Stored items
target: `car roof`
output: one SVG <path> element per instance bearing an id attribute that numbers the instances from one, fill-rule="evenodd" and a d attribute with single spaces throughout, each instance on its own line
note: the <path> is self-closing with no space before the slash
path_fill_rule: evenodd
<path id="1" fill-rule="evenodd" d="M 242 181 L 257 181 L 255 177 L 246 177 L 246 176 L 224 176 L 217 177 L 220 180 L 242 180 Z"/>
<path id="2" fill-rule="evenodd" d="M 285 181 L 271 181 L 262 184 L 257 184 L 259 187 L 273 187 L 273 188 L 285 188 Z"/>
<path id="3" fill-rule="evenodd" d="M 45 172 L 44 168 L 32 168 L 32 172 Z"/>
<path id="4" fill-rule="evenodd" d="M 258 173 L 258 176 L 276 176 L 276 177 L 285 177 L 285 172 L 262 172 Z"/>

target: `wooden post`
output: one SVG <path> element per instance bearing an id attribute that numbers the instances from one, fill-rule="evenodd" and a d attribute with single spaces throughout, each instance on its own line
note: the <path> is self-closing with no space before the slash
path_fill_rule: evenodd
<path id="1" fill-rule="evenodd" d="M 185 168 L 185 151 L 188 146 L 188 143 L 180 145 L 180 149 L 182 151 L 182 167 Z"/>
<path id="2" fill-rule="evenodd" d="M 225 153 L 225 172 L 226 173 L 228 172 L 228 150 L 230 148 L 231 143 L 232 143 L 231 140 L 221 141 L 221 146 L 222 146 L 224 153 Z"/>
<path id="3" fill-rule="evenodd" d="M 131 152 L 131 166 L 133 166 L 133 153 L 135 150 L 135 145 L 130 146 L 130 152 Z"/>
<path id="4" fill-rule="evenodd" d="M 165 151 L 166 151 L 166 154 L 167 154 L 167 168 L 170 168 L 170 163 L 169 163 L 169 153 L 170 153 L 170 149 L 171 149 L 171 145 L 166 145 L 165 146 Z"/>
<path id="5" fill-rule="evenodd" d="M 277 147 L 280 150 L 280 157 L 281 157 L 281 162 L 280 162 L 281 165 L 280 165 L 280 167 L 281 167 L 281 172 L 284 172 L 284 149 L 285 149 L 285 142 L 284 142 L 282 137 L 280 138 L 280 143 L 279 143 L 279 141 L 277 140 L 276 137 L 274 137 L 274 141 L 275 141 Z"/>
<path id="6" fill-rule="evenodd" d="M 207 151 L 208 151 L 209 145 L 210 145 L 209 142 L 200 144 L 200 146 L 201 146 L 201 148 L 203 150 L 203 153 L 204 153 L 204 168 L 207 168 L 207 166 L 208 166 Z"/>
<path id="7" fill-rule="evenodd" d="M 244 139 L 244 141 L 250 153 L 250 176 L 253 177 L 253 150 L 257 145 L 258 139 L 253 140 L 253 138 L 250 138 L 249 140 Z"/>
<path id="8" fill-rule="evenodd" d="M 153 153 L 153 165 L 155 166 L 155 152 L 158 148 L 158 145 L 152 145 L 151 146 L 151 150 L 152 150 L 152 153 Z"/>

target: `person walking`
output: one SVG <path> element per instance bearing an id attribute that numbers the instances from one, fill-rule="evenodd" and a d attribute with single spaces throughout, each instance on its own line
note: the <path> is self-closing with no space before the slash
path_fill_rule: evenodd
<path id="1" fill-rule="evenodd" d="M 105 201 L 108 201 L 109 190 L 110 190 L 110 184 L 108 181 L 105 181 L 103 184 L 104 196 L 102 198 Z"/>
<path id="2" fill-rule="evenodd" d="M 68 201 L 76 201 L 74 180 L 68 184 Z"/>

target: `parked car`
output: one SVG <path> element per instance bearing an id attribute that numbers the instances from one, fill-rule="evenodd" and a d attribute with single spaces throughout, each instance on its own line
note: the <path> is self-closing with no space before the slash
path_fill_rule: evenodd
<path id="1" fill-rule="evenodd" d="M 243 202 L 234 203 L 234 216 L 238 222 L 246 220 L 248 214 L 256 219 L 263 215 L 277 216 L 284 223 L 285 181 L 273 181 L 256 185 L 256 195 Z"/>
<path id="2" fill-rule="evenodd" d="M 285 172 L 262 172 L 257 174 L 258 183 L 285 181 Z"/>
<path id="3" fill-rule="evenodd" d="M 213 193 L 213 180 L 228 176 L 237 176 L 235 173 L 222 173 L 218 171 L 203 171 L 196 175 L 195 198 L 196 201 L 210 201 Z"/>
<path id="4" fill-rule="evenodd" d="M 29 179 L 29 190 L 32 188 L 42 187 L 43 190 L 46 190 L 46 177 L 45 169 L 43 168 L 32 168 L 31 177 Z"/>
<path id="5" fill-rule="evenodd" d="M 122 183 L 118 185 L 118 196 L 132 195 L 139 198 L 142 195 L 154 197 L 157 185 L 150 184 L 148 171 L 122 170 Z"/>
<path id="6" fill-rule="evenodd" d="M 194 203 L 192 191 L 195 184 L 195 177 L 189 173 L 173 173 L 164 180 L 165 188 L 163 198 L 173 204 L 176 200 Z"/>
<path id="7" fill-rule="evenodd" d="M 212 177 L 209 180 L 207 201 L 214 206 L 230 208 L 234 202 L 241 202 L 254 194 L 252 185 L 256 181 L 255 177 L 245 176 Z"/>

**What the task asks:**
Retype the records above in full, with no differences.

**Answer to this exercise:**
target: `car roof`
output: one SVG <path> element per instance bearing an id attribute that numbers the instances from one, fill-rule="evenodd" and a d attribute with single spaces throughout, each instance on its own line
note: the <path> is self-closing with no space before the slash
path_fill_rule: evenodd
<path id="1" fill-rule="evenodd" d="M 242 181 L 257 181 L 255 177 L 246 177 L 246 176 L 224 176 L 217 177 L 220 180 L 242 180 Z"/>
<path id="2" fill-rule="evenodd" d="M 285 181 L 271 181 L 262 184 L 257 184 L 259 187 L 273 187 L 273 188 L 285 188 Z"/>
<path id="3" fill-rule="evenodd" d="M 45 172 L 44 168 L 32 168 L 32 172 Z"/>
<path id="4" fill-rule="evenodd" d="M 258 173 L 258 176 L 276 176 L 276 177 L 285 177 L 285 172 L 262 172 Z"/>

target: `wooden post`
output: one SVG <path> element per instance bearing an id attribute that numbers the instances from one, fill-rule="evenodd" and a d attribute with single spaces throughout, each instance on its own line
note: the <path> is self-closing with no space before the slash
path_fill_rule: evenodd
<path id="1" fill-rule="evenodd" d="M 185 168 L 185 151 L 188 146 L 188 143 L 180 145 L 180 149 L 182 151 L 182 167 Z"/>
<path id="2" fill-rule="evenodd" d="M 225 153 L 225 172 L 226 173 L 228 172 L 228 150 L 230 148 L 231 143 L 232 143 L 231 140 L 221 141 L 221 146 L 222 146 L 224 153 Z"/>
<path id="3" fill-rule="evenodd" d="M 131 152 L 131 166 L 133 166 L 133 153 L 135 150 L 135 145 L 130 146 L 130 152 Z"/>
<path id="4" fill-rule="evenodd" d="M 165 151 L 166 151 L 166 154 L 167 154 L 167 168 L 170 168 L 170 163 L 169 163 L 169 153 L 170 153 L 170 149 L 171 149 L 171 145 L 166 145 L 165 146 Z"/>
<path id="5" fill-rule="evenodd" d="M 277 147 L 280 150 L 280 157 L 281 157 L 281 162 L 280 162 L 281 165 L 280 165 L 280 167 L 281 167 L 281 172 L 284 172 L 284 149 L 285 149 L 285 142 L 284 142 L 282 137 L 280 138 L 280 143 L 279 143 L 279 141 L 277 140 L 276 137 L 274 137 L 274 141 L 275 141 Z"/>
<path id="6" fill-rule="evenodd" d="M 207 151 L 208 151 L 209 145 L 210 145 L 209 142 L 200 144 L 200 146 L 201 146 L 201 148 L 203 150 L 203 153 L 204 153 L 204 168 L 207 168 L 207 166 L 208 166 Z"/>
<path id="7" fill-rule="evenodd" d="M 244 139 L 244 141 L 250 153 L 250 176 L 253 177 L 253 150 L 257 145 L 258 139 L 253 140 L 253 138 L 250 138 L 249 140 Z"/>
<path id="8" fill-rule="evenodd" d="M 153 153 L 153 165 L 155 166 L 155 152 L 158 148 L 158 145 L 152 145 L 151 146 L 151 150 L 152 150 L 152 153 Z"/>

target: `person walking`
output: one SVG <path> element per instance bearing an id attribute that numbers the instances from one, fill-rule="evenodd" and a d attribute with single spaces throughout, each instance on its own line
note: the <path> is self-closing with no space before the slash
path_fill_rule: evenodd
<path id="1" fill-rule="evenodd" d="M 105 201 L 108 201 L 109 190 L 110 190 L 110 184 L 108 181 L 105 181 L 103 184 L 104 196 L 102 198 Z"/>
<path id="2" fill-rule="evenodd" d="M 68 201 L 76 201 L 74 180 L 68 184 Z"/>

target: `parked car`
output: one SVG <path> element per instance bearing an id attribute that numbers the instances from one, fill-rule="evenodd" and a d attribute with single spaces throughout, each instance on its own line
note: the <path> is self-closing with no space before the slash
path_fill_rule: evenodd
<path id="1" fill-rule="evenodd" d="M 243 202 L 234 203 L 234 216 L 238 222 L 246 220 L 248 214 L 256 219 L 263 215 L 277 216 L 284 223 L 285 181 L 273 181 L 256 185 L 256 195 Z"/>
<path id="2" fill-rule="evenodd" d="M 285 172 L 262 172 L 257 174 L 258 183 L 285 181 Z"/>
<path id="3" fill-rule="evenodd" d="M 213 193 L 213 180 L 228 176 L 237 176 L 235 173 L 222 173 L 218 171 L 203 171 L 196 175 L 195 198 L 196 201 L 210 201 Z"/>
<path id="4" fill-rule="evenodd" d="M 29 179 L 29 190 L 32 188 L 42 187 L 43 190 L 46 190 L 46 177 L 45 169 L 43 168 L 32 168 L 31 177 Z"/>
<path id="5" fill-rule="evenodd" d="M 122 183 L 118 185 L 118 196 L 132 195 L 139 198 L 142 195 L 154 197 L 157 185 L 150 184 L 148 171 L 122 170 Z"/>
<path id="6" fill-rule="evenodd" d="M 194 203 L 192 191 L 195 184 L 195 177 L 189 173 L 173 173 L 164 180 L 165 188 L 163 198 L 173 204 L 176 200 Z"/>
<path id="7" fill-rule="evenodd" d="M 212 177 L 209 180 L 207 201 L 214 206 L 230 208 L 234 202 L 241 202 L 254 194 L 252 185 L 256 181 L 255 177 L 245 176 Z"/>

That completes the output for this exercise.